◆ **Выбранный текст**

□ □ □ □ □ □ □

Феликс Чуев - Молотов. Полудержавный властелин
Он мне: «Великобритания — вот об этом надо разговаривать». Я ему: «И об этом поговорим. Что вы хотите? Что вы предлагаете?» — «Давайте мы мир разделим. Вам надо на юг, к теплым морям пробиться».
Потом был у нас обед. Я у него обедал. Гиммлер, Геббельс, Геринг были, только не было Гесса. Я у Гесса тоже был в кабинете с визитом. В Центральном комитете партии. Гесс очень скромно себя внешне держал. Скромный такой кабинет, больничный. В геринговском, наоборот, были развешаны большие картины, гобелены… Обед был у Гитлера со всей кают-компанией. Держались просто.

□ □ □ □ □ □ □

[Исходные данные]
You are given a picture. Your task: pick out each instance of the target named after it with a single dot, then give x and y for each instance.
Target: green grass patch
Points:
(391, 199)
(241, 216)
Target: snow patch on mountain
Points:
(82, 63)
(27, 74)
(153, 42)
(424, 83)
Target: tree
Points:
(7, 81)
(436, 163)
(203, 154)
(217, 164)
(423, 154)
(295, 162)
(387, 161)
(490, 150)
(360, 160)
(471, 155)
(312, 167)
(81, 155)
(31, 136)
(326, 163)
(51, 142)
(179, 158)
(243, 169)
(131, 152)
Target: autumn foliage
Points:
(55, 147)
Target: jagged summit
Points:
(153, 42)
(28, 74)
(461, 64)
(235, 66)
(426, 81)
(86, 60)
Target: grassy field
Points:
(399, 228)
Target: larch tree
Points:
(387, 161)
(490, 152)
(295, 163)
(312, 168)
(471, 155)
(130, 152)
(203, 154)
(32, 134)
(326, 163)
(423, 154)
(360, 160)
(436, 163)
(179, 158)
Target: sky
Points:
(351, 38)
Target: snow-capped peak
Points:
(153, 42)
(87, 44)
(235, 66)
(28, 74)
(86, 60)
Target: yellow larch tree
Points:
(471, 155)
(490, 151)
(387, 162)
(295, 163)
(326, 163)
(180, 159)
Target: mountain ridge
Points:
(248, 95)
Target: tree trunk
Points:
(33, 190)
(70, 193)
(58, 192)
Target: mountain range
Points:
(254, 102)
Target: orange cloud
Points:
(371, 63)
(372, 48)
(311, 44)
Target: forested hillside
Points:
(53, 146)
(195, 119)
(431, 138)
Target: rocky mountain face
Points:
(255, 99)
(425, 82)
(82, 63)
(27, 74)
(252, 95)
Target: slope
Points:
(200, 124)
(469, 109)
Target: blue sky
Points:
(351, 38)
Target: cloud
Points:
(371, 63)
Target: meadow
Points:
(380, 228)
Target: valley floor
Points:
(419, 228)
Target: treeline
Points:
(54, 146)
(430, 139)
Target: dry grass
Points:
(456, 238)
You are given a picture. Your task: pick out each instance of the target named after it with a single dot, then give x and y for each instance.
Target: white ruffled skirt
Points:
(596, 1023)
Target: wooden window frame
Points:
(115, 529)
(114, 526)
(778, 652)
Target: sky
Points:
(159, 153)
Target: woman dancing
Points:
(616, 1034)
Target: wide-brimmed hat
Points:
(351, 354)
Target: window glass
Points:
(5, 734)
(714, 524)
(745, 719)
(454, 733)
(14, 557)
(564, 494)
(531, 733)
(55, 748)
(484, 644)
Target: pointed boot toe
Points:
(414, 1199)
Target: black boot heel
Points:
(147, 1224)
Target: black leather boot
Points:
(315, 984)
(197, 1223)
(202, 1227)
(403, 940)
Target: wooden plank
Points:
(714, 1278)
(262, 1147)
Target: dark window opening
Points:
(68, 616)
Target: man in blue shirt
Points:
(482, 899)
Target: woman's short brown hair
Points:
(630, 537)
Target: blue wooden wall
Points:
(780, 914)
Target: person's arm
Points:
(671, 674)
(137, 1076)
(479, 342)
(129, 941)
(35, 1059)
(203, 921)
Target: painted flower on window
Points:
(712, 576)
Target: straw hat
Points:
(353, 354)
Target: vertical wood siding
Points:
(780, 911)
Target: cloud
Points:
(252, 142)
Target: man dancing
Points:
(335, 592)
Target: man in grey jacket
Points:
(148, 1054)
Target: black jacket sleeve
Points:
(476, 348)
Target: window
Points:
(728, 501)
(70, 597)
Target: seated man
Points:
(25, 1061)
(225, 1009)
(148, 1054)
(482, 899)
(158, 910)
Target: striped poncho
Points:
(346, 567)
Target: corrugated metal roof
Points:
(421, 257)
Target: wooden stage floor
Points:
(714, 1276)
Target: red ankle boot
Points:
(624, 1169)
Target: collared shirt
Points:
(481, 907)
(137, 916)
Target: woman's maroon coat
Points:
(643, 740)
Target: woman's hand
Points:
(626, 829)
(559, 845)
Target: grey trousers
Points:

□ □ □ □ □ □ □

◆ **Цель упражнения**
Ответьте на вопросы по выбранному тексту:
(a) Куда, по словам собеседника, «надо» пробиться стороне рассказчика?
(b) Кого из названных лиц не было на обеде?
(c) Что было развешано в кабинете Геринга?
Листинг представляет собой отдельный материал, не связанный с выбранным текстом.

◆ **Выполненное задание**
(a) На юг, к теплым морям.
(b) Гесса.
(c) Большие картины и гобелены.